*** Opening of Selected passage ***

Tauseef SM, Pandey SK, Abbasi T, Abbasi SA. J. Fail. Anal. Prev. 2019; 19(6): 1774-1780.

Copyright

(Copyright © 2019, ASM International, Publisher Holtzbrinck Springer Nature Publishing Group)

DOI

10.1007/s11668-019-00776-x

PMID

unavailable

Abstract

More often than not, major fires and explosions occur in chemical process industries as also in public places, due to accidental spills of flammable substances. This makes it important to study the dynamics of flammable liquids spilled onto the ground, so that strategies to contain and quench such spills can be devised. Moreover, the risk posed by a liquid spilling over an inclined plane is much greater than the risk posed by a spill over a flat surface because in the former case there is an increased rate of evaporation due to an enhanced spread rate, thereby enhancing the possibility of the formation of highly flammable/explosive vapor clouds. Such vapor clouds are known to drift to other units and damage them, often escalating a mere spill into a major catastrophe. But even though a large number of accidents have occurred where the flammable liquid had spilled over inclined planes, little work has been done toward understanding the dynamics of such spills which may help in the development of models to forecast the pattern and impact of such spills. The present work is an attempt to fill the knowledge gap and is arguably the first-ever study of its kind. In this work, the dynamics of spill of three different fuels--petrol, kerosene and ethanol--on two types of substrates of different roughness--vinyl and plastered concrete--have been studied. The angle of inclinations over which the spill dynamics have been studied is 0°, 5°, 10°, 15° and 20° to the horizontal. Further, for the first time, the application of artificial neural networks to predict the spill velocity has been demonstrated.

*** Close of Selected passage ***
*** Opening of Record set ***

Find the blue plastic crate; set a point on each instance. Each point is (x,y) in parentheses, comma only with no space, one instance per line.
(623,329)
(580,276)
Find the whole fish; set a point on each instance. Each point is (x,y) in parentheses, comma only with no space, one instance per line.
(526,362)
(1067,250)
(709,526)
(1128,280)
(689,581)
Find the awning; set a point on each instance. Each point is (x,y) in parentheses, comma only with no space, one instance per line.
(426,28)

*** Close of Record set ***
*** Opening of Record set ***

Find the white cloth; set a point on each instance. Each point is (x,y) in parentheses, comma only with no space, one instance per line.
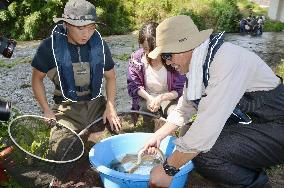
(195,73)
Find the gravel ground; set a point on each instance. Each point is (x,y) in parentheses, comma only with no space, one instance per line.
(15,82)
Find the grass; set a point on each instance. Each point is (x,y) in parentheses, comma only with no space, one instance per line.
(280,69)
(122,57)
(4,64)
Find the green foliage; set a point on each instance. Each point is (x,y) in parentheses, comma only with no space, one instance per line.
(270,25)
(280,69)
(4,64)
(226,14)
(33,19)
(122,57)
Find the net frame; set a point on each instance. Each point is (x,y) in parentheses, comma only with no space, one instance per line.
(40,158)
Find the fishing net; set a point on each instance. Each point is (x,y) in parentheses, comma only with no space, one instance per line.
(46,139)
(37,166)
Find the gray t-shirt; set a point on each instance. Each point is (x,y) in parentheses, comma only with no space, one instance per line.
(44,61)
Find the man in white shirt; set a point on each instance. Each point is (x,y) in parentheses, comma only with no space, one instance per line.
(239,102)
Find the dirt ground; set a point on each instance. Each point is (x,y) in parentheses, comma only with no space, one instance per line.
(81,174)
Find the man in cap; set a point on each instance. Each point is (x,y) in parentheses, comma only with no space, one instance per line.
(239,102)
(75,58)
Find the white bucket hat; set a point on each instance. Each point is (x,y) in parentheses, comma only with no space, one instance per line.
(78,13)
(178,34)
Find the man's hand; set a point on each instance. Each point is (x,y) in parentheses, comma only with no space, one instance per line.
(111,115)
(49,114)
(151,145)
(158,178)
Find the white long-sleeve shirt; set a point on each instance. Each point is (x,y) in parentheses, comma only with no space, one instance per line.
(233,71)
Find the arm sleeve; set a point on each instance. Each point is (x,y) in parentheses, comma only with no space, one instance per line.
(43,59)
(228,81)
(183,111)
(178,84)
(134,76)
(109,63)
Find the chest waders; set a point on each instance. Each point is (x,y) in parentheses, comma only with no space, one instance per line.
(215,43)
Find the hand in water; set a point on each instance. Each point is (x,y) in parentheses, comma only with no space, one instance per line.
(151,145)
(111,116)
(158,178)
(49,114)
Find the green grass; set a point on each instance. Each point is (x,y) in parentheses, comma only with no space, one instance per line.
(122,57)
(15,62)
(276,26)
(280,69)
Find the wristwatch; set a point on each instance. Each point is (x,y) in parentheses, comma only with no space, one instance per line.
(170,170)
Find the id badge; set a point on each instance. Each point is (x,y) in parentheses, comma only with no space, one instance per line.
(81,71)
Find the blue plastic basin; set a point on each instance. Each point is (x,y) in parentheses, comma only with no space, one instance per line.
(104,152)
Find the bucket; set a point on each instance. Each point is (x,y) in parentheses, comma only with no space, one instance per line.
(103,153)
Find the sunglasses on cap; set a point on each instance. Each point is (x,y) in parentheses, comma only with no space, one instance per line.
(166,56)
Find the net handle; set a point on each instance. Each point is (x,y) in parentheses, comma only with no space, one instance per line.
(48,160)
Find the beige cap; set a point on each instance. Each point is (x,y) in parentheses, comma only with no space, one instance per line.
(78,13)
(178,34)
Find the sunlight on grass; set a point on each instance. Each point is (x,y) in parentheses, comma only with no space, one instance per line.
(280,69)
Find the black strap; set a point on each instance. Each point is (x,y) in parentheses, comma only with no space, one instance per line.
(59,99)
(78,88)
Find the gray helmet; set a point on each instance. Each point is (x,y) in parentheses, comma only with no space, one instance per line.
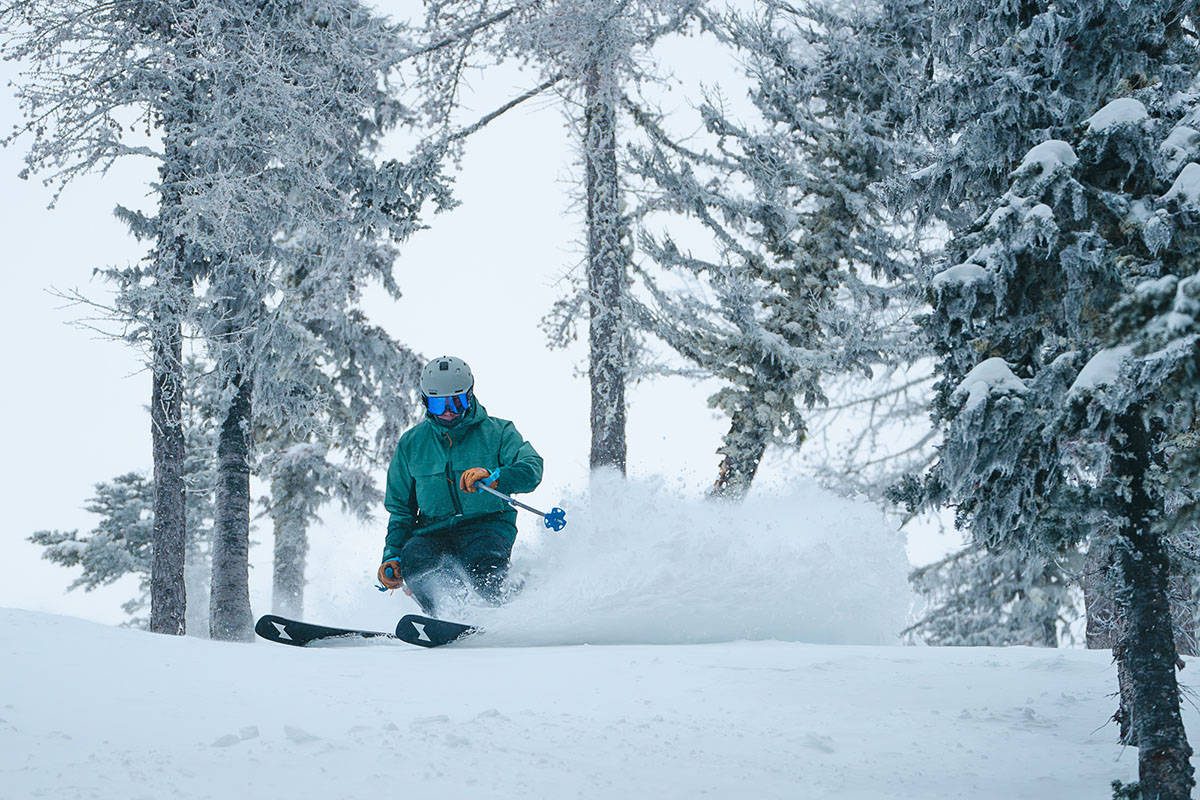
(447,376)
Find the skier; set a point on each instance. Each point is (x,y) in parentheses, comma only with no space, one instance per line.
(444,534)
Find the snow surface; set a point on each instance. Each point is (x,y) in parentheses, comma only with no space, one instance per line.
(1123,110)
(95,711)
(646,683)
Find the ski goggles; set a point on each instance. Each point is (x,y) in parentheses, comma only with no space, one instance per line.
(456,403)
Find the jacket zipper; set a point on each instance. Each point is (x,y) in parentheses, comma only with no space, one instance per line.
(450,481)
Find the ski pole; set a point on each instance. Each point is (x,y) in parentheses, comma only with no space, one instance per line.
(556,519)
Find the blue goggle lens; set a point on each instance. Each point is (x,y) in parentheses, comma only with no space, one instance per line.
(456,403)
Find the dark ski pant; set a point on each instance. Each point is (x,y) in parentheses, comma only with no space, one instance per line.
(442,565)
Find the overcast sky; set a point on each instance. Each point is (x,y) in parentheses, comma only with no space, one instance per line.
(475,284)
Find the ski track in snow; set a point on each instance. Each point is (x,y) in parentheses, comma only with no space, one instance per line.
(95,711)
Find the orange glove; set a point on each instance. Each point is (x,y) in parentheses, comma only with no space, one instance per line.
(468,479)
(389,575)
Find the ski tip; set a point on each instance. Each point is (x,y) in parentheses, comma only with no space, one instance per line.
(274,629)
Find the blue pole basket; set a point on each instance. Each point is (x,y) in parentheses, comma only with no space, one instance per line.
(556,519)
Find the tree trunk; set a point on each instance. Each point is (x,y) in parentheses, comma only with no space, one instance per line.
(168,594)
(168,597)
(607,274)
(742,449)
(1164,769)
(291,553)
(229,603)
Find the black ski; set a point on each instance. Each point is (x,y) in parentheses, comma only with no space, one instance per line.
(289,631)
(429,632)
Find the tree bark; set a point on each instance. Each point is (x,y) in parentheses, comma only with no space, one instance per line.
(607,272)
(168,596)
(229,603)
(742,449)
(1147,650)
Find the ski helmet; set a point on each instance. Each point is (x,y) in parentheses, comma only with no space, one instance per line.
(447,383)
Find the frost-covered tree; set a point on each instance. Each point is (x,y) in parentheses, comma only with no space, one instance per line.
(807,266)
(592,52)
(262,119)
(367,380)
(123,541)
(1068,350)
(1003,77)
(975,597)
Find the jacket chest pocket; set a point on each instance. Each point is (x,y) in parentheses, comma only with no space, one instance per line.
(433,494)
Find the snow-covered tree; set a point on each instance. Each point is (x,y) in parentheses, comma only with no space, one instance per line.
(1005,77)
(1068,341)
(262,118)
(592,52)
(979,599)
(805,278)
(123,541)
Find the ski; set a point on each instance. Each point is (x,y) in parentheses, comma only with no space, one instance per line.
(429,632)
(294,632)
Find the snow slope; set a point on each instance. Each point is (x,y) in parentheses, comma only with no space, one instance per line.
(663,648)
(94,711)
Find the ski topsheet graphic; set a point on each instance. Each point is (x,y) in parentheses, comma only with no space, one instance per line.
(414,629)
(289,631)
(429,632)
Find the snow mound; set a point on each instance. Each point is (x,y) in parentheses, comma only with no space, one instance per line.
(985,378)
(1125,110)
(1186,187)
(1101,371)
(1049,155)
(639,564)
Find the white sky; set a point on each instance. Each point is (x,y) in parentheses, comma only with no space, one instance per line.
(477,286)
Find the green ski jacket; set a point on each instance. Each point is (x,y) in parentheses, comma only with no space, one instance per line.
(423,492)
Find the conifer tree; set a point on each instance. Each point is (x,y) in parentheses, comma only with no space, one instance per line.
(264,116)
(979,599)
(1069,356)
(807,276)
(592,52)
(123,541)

*** Close of Record set ***
*** Opening of Record set ***

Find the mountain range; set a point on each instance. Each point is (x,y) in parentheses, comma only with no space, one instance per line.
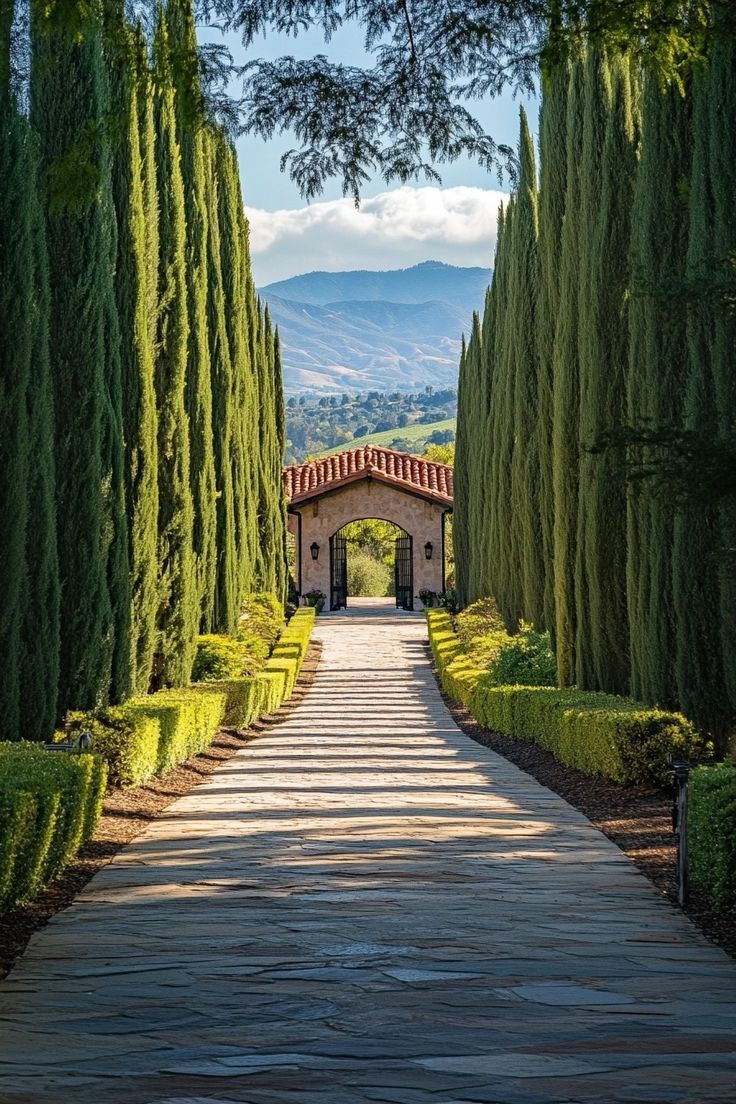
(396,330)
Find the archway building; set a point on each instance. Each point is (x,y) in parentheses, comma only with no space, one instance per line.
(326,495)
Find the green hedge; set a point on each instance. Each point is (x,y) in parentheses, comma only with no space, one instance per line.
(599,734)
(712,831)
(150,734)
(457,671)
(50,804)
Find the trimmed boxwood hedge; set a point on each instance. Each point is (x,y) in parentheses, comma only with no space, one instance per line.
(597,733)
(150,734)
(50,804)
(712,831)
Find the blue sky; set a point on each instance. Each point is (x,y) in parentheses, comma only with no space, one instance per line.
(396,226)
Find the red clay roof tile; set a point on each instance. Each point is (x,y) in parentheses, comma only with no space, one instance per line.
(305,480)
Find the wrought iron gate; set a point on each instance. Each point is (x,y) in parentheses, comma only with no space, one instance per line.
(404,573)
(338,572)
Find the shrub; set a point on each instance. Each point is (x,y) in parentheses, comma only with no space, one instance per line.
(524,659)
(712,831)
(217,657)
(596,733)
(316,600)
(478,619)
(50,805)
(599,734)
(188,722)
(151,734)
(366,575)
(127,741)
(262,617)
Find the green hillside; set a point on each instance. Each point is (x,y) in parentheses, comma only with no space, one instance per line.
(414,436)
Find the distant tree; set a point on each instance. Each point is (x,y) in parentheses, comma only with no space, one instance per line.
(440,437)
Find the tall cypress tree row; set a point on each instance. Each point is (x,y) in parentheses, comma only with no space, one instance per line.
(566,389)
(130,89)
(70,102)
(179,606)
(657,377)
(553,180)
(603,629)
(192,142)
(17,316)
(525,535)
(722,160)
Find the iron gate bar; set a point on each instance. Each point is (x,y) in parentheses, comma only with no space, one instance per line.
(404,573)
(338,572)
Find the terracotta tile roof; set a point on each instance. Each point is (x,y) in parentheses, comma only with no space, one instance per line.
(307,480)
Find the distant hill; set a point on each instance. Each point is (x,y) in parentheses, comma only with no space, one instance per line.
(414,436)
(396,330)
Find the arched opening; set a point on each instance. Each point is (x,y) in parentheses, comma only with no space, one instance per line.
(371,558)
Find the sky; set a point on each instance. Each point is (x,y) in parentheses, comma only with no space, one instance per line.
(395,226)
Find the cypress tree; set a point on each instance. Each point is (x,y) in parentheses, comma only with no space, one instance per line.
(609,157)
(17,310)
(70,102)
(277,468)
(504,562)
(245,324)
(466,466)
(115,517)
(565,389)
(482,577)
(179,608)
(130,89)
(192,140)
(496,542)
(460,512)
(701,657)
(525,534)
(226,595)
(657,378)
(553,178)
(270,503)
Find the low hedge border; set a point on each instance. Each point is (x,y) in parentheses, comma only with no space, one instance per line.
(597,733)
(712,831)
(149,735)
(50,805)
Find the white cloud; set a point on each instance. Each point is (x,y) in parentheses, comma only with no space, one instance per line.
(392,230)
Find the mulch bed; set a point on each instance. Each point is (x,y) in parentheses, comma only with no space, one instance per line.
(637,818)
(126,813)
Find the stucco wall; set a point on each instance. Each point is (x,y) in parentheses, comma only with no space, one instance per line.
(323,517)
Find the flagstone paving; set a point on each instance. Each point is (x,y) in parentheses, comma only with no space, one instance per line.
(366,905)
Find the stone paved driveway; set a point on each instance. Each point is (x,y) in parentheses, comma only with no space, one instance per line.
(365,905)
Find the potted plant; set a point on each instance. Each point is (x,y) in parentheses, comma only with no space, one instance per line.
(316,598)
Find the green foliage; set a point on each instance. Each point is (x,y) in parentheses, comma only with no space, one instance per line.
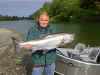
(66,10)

*** Close of Record set ***

- _Assignment_: Please list every angle of inclination at which the spill-dynamics abstract says the spills were studied. Rely only on the text for this work.

- _Problem solution_: 0°, 5°, 10°, 15°, 20°